┌──

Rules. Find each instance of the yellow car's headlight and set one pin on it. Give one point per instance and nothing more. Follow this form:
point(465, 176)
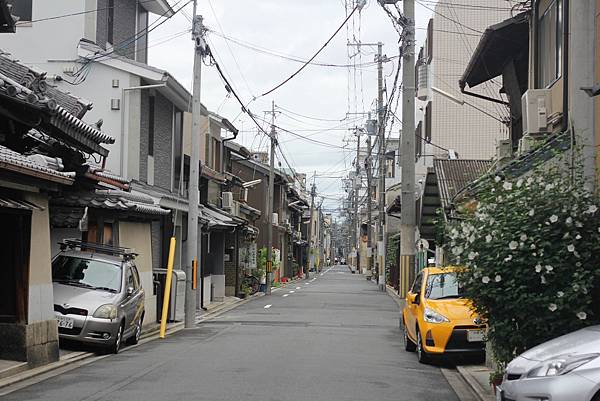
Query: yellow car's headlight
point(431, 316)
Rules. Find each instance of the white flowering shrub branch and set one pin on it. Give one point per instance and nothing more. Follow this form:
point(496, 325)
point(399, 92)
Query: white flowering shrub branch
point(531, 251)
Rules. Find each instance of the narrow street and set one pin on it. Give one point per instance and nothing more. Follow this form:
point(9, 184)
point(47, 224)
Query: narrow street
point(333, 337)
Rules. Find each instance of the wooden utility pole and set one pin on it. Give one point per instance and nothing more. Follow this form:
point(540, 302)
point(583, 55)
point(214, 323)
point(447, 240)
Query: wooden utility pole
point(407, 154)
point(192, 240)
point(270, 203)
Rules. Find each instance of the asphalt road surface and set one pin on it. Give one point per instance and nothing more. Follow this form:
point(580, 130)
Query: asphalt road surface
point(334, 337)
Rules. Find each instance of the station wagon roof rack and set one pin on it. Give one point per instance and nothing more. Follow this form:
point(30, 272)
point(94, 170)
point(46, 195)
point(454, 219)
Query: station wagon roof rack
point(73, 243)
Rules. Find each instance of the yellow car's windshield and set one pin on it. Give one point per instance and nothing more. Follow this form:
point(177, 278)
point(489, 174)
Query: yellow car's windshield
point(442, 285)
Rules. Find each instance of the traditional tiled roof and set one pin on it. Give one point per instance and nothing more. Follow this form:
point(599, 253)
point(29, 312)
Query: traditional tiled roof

└──

▶ _Do this_
Rewrite the listing above as a JSON list of strings, one string for each line. Leave out blank lines and the pictures.

▶ _Full answer_
[
  "Rules. Find each instance of the yellow car's headlight and set one pin on it. Give one point per instance and nothing more. Follow this form:",
  "point(465, 176)",
  "Query: yellow car's headlight",
  "point(431, 316)",
  "Rules. Find each instance of the white flowering shrub branch and set one pin on it. Give one point per instance and nothing more. Follow this form:",
  "point(496, 325)",
  "point(399, 92)",
  "Query: white flowering shrub branch",
  "point(531, 251)",
  "Rules. Find each instance of the narrow street and set one pin on it. Give one point per instance and nothing more. Follow this form:",
  "point(9, 184)",
  "point(47, 224)",
  "Query: narrow street",
  "point(333, 337)",
  "Rules. Find each instance of the wooden utility pole and set one pin on it. Give one point per instance and nothing more. Follow this form:",
  "point(540, 302)",
  "point(583, 55)",
  "point(214, 323)",
  "point(447, 240)",
  "Query: wooden utility pole",
  "point(407, 154)",
  "point(192, 240)",
  "point(270, 203)",
  "Rules. Find each instance of the asphalt road surface and set one pin on it. Give one point per instance and nothing more. Follow this form:",
  "point(580, 130)",
  "Query: asphalt road surface",
  "point(334, 337)",
  "Rules. Find each instance of the station wagon roof rack and set one pin on it. Give one point per instance and nothing more. Follow this form:",
  "point(30, 272)",
  "point(94, 170)",
  "point(46, 195)",
  "point(454, 219)",
  "Query: station wagon roof rack",
  "point(73, 243)",
  "Rules. Find each instance of the yellow car's windshield and set one pin on it. Give one point per instance and nothing more. Follow this form:",
  "point(177, 278)",
  "point(489, 174)",
  "Query: yellow car's windshield",
  "point(442, 285)",
  "Rules. Find each instance of the traditional tiled roof and set one pin on it. Give one point per instance and nothing more. Follow this form:",
  "point(599, 253)",
  "point(29, 312)",
  "Query: traditional tiled roof"
]